(To-do list)
**a.** Extract the stretch of the passage on enterprise engineering from "Roots of Enterprise Engineering (See" through "the Figure 1.".
**b.** Summarize the passage on enterprise engineering in two sentences.
**c.** Carry on the passage on enterprise engineering from the point where it stops.

(Selected passage)
+-------+

Enterprise engineering is based on the premise that an enterprise is a collection of entities that want to succeed and will adapt to do so. The implication of this statement is that enterprise engineering processes are more about shaping the space in which organizations develop systems so that an organization innovating and operating to succeed in its local mission will automatically and at the same time innovate and operate in the interest of the enterprise. Enterprise engineering processes are focused more on shaping the environment, incentives, and rules of success in which classical engineering takes place. Enterprise engineering coordinates, harmonizes, and integrates the efforts of organizations and individuals through processes informed or inspired by natural evolution and economic markets. Enterprise engineering manages largely through interventions instead of controls.[2]


Roots of Enterprise Engineering (See Figure 1.)[3]
Enterprise Engineering is a new field, emerging from Information Systems Engineering and the Organizational sciences. This development is shown in the Figure 1.


The roots of Enterprise Engineering [Dietz, 2007]
Roots of Enterprise Engineering
Figure 1. source: The Enterprise Architect


From top to bottom the evolution of thinking within the field of Computer Science is shown. It consists of two parts. The first revolution, around the 1970’s, was the recognition of the difference between form and content. Date Systems Engineering became Information Systems engineering. At the moment the second evolution / revolution is going on. It consist of recognizing two different parts in communication: proposition and intention. Proposition can be seen as content while intention express the relation between the communicator (by example, the speaker) and the proposition. Examples of intention are requesting, promising, stating and accepting. Like the content of communication was put on top of its form in the 1970’s, the intention of communication is now put on top of its content. It explains and clarifies the organizational notions of collaboration and cooperation, as well as notions like authority and responsibility. For a more comprehensive explanation of the concept of intention I’d like to recommend the book ‘Enterprise Ontology’ [Dietz, 2006]. This current revolution in the information systems sciences marks the transition from the era of information systems engineering to the era of enterprise engineering. However, Enterprise Engineering is closely related to organizations, so it focuses on a socio-technical system. Therefore it adopts also knowledge of the organizational sciences. Enterprise Engineering is about engineering enterprises in the sense of focusing on the construction, the white-box view, of enterprises. It doesn’t forget that an enterprise is a system also consisting of people.

+-------+

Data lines

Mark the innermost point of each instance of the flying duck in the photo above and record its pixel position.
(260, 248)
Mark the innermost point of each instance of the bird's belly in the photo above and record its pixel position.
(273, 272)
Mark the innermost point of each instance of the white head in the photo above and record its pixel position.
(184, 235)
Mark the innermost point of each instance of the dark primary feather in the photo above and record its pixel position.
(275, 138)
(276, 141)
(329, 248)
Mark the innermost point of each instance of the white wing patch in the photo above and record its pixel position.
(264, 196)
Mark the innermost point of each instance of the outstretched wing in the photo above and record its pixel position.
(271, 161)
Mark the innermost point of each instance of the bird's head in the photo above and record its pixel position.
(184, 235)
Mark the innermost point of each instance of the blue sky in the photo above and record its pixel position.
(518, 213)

+-------+

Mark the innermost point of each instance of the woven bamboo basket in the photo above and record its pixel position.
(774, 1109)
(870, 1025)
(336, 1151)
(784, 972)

+-------+

(Results for each task)
**a.**
Roots of Enterprise Engineering (See Figure 1.)[3]
Enterprise Engineering is a new field, emerging from Information Systems Engineering and the Organizational sciences. This development is shown in the Figure 1.

**b.** Enterprise engineering treats an enterprise as a collection of entities that want to succeed and will adapt to do so, so it shapes the environment, incentives, and rules of success in which classical engineering takes place and manages largely through interventions instead of controls. It is a new field that emerged from Information Systems Engineering and the organizational sciences, marked by a revolution that puts the intention of communication on top of its content, and it focuses on the construction of enterprises as socio-technical systems that also consist of people.

**c.**
Enterprise Engineering Methods[4]
Enterprise engineering involves formal methodologies, methods and techniques which are designed, tested and used extensively in order to offer organizations reusable business process solutions. These methodologies, techniques and methods are all more or less suited to modeling an enterprise and its underlying processes:

  • Computer Integrated Manufacturing Open Systems Architecture (CIMOSA) methodology: CIMOSA provides templates and interconnected modeling constructs to encode business, people and information technology (IT) aspects of enterprise requirements. This is done from multiple perspectives: Information view, Function view, Resource view and Organization view. These constructs can further be used to structure and facilitate the design and implementation of detailed IT systems. The division into different views makes it a clarifying reference for enterprise and software engineers. It shows information needs for different enterprise functions such as activities, processes and operations alongside their corresponding resources. In this way it can easily be determined which IT system will fulfill the information needs of a particular activity and its associated processes.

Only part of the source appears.